* Given request *
Report how many lines of the listing below contain the word "roman", counting only matches with the same case. Give the number alone.

* Records shown *
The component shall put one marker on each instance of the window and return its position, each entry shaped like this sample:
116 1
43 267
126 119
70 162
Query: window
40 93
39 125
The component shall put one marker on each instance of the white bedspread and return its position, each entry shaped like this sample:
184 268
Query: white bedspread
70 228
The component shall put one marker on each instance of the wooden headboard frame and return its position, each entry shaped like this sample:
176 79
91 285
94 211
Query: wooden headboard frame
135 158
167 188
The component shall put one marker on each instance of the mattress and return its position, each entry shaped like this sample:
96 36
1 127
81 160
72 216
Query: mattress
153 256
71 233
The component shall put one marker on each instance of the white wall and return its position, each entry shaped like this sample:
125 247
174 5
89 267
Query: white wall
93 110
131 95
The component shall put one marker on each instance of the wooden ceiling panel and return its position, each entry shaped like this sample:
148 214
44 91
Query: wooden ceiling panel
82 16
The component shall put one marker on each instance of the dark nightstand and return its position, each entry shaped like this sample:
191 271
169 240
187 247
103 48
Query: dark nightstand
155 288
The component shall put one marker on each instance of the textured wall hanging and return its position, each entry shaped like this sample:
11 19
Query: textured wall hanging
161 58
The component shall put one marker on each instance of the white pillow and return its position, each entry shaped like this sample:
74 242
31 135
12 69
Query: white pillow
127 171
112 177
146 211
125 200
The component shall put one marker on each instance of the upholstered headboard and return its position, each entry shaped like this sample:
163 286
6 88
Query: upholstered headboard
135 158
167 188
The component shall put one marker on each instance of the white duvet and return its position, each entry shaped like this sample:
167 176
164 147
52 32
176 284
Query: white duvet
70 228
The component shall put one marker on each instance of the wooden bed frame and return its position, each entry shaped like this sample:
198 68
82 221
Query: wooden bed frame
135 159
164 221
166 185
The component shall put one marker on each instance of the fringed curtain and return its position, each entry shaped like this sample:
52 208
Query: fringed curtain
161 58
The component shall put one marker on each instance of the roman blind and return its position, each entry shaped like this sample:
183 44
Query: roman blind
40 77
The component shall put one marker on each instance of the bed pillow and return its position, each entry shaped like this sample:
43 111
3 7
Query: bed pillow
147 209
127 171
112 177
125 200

--

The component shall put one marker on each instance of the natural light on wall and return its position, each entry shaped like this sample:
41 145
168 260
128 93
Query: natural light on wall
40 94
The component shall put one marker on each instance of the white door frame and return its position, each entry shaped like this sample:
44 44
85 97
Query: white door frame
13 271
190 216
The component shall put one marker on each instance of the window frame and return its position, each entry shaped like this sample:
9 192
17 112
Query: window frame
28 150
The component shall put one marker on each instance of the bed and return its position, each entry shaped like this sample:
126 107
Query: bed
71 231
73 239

--

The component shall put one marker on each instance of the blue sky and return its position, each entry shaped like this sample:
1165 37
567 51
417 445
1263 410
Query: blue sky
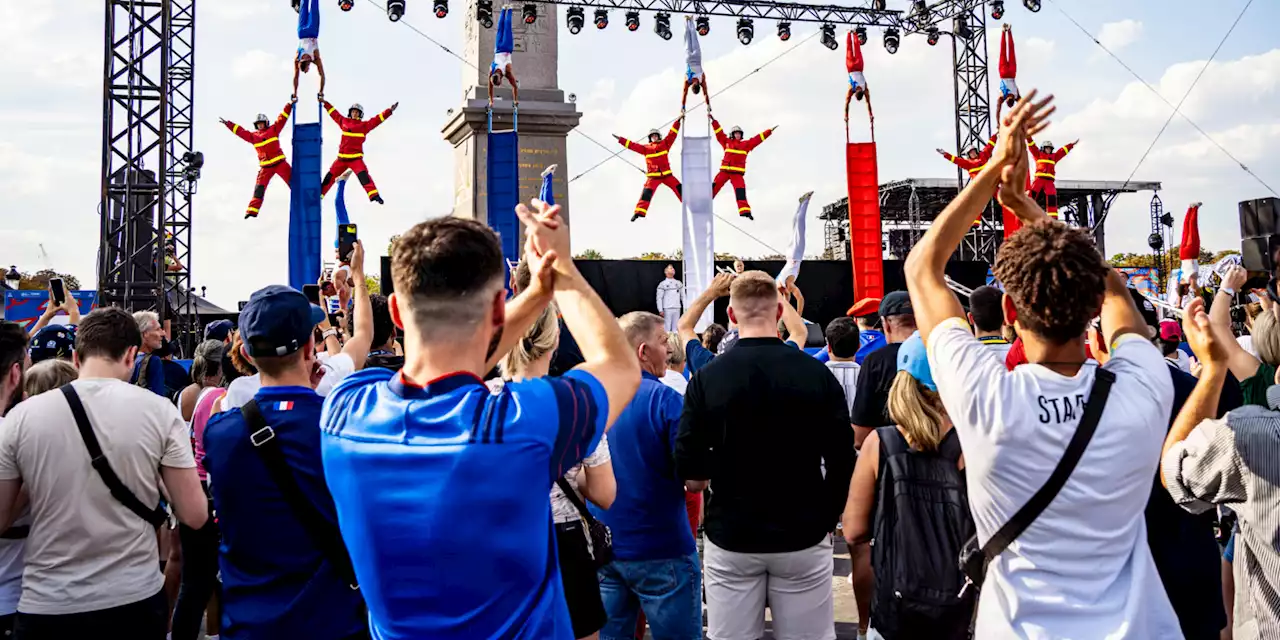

* Solution to this exercise *
2